* _The request_:
Can you turn the lines of the material below into a Markdown table with the columns Row and Line, numbering each row and leaving out blank lines?

-- start Records for the exercise --

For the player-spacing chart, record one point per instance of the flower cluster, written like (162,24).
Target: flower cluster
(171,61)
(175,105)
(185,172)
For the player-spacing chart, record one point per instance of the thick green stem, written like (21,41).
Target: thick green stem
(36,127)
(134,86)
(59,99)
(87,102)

-- end Records for the exercise --

* _Answer_:
| Row | Line |
|---|---|
| 1 | For the player-spacing chart, record one point per instance of the flower cluster, written like (162,24). |
| 2 | Target: flower cluster |
| 3 | (171,61) |
| 4 | (175,105) |
| 5 | (185,172) |
| 6 | For the player-spacing chart, record one point per instance of the thick green stem, written like (21,41). |
| 7 | Target: thick green stem |
| 8 | (36,127) |
| 9 | (134,86) |
| 10 | (59,99) |
| 11 | (87,102) |